▶ **Goal of the exercise**: All of the data below should be repeated exactly. Pictures should not be included.

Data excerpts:
------------------------------------------------------------

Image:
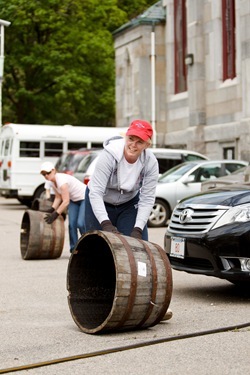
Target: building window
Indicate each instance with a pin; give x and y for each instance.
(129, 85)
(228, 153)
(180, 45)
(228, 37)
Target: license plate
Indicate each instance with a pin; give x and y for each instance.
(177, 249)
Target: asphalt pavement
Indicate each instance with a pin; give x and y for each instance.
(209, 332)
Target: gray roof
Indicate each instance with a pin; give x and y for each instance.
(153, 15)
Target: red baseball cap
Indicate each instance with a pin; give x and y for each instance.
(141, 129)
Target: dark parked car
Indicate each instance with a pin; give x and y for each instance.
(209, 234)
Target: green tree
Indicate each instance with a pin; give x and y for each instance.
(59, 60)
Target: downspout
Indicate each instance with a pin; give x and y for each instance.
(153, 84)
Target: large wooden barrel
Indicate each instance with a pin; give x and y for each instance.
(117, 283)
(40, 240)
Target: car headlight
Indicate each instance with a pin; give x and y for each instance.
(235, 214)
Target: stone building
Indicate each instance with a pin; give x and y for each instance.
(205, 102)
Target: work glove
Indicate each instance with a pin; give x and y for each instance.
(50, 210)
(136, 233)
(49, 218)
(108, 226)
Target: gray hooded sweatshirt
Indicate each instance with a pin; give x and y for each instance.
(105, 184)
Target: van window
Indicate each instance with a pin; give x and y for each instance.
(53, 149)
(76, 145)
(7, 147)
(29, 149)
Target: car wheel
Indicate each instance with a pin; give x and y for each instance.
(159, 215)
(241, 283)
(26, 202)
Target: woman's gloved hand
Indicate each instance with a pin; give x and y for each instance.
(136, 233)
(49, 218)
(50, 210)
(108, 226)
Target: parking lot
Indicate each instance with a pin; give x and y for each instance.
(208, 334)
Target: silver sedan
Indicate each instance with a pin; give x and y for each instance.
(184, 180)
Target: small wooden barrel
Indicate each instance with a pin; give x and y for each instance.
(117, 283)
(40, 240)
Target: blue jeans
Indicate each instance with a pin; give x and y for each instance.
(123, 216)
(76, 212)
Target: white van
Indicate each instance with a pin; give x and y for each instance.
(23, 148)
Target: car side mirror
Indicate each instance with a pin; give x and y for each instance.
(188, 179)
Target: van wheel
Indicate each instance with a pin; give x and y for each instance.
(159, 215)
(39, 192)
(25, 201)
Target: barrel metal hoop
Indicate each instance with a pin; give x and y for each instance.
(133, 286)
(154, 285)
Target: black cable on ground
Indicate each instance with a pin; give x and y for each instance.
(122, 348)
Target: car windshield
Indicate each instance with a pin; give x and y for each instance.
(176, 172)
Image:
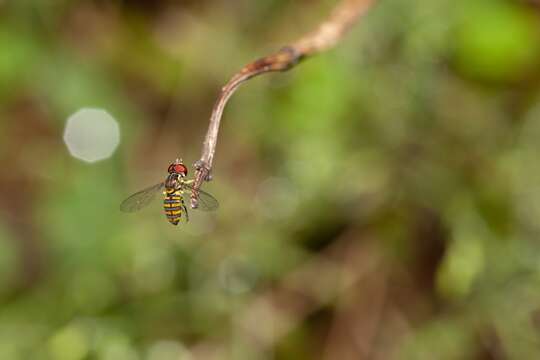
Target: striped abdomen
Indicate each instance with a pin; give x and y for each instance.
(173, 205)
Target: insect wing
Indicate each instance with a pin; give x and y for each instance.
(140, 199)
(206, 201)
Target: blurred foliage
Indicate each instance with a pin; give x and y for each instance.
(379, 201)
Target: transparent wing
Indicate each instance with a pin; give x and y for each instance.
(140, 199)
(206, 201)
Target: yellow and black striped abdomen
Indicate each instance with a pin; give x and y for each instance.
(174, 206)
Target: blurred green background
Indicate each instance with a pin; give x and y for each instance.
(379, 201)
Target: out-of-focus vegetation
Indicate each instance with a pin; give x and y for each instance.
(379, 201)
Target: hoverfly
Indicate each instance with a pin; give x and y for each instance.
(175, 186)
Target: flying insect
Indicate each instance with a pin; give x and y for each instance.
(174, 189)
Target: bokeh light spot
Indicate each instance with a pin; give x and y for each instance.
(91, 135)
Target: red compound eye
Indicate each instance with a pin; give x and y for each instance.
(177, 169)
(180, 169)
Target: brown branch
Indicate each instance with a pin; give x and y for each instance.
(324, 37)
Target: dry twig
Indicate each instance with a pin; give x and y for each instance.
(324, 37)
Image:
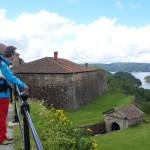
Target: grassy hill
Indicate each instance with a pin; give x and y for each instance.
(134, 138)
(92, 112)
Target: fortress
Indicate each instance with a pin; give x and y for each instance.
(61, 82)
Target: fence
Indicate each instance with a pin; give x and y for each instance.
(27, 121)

------------------------------------------------------------

▶ **Solution to the exercise**:
Image:
Target: building window
Indicate each instance with a pin; give x and y for each instance.
(129, 85)
(228, 153)
(180, 45)
(228, 37)
Target: license plate
Indicate each instance with a pin; give x and y for each instance.
(177, 249)
Target: asphalt pavement
Indicate each instance with a pin; give x and y for each instance.
(209, 332)
Target: gray roof
Indicate each instance with a pin; give x and y for each instance.
(153, 15)
Target: red baseball cap
Indicate each instance with a pin; give x and y for each instance.
(141, 129)
Target: dark parked car
Indicate each instance with a pin; give x and y for each instance.
(209, 234)
Target: green tree
Indicate each instance with a pin; give x and y for each instance.
(59, 60)
Target: downspout
Indicate each instance with a pin; give x and y for each instance.
(153, 84)
Target: large wooden barrel
Indicate each instance with a pin; give x and y for each instance.
(117, 283)
(40, 240)
Target: car headlight
Indicate each instance with a pin; give x and y for each instance.
(235, 214)
Target: stone building
Indicate each instance with a pin; give x and y for each instance.
(205, 102)
Target: work glove
Indicate each instance with a pin; give x and y for each instance.
(50, 210)
(136, 233)
(49, 218)
(108, 226)
Target: gray hooded sweatshirt
Indicate each instance with a pin; give x and y for each instance.
(105, 184)
Target: van window
Indicate each instance with a pin; give x and y for each instance.
(53, 149)
(76, 145)
(7, 147)
(29, 149)
Target: car wheel
Indicate each instance with a pin; give x and y for each instance.
(159, 215)
(241, 283)
(26, 202)
Target: woman's gloved hand
Indicate each instance with a pin; give x and y for each instance.
(136, 233)
(49, 218)
(50, 210)
(108, 226)
Target: parking lot
Indicate each instance with a pin; give x and y for each instance.
(208, 334)
Target: silver sedan
Indicate each instance with a pin; give x and y for each instance.
(184, 180)
Target: small wooden barrel
Indicate each instance with a pin; give x and y for each instance.
(117, 283)
(40, 240)
Target: blue jeans
Indicate each instance with a pin; give x and y for each instance.
(123, 216)
(76, 212)
Target: white van
Indicate each instance with a pin; give x and y for each instance.
(23, 148)
Target: car side mirror
Indicate each instance with a pin; give x and y for each instance.
(188, 179)
Target: van wheel
Indicate each instance with a pin; give x and y for each instance.
(159, 215)
(39, 192)
(25, 201)
Target: barrel metal hoop
Indicate each instance with a pin; give x and y for each instance.
(133, 286)
(154, 285)
Target: black cable on ground
Indicate each instance with a pin; give x and y for each instance.
(122, 348)
Target: car windshield
Indicate each instance with a pin; give x and y for each instance.
(176, 172)
Image:
Target: striped abdomen
Indicate each instance with a pin; give x and y for each instance.
(173, 205)
Target: insect wing
Indicate each instance with a pin; give x and y for each instance.
(140, 199)
(206, 201)
Target: blurred foliage
Indicate each instance with a pin; give x and y for each instance.
(379, 201)
Target: transparent wing
Indicate each instance with a pin; give x and y for each instance.
(140, 199)
(206, 201)
Target: yellow and black striped abdomen
Indicate each instance with a pin; give x and y for each instance.
(174, 206)
Target: blurred green background
Indicate each instance with a pin; give x and y for each instance.
(379, 201)
Target: out-of-focus vegetation
Indicate each instance with a pin; give x and y for each instance.
(379, 201)
Target: hoverfly
Indicate each instance with a pin; give x and y for each instance.
(175, 186)
Target: flying insect
Indicate each instance with a pin; give x and y for each instance.
(174, 189)
Target: bokeh light spot
Indicate each instance with a pin; give x and y for each instance.
(91, 135)
Target: red compound eye
Indicate each instance with a pin; give x and y for each instance.
(177, 169)
(180, 169)
Target: brown branch
Indicate each instance with a pin; give x and y for each instance.
(324, 37)
Target: dry twig
Indicate each instance with a pin; give x and y for each instance.
(324, 37)
Image:
Target: grassy hill
Indicate each instance with a pin; give x and y for each instance.
(134, 138)
(92, 112)
Target: fortress
Indicate each instance with a pin; give x and y for each instance.
(61, 82)
Target: fence
Indicate each instance with a pin; give x and y for each instance.
(27, 121)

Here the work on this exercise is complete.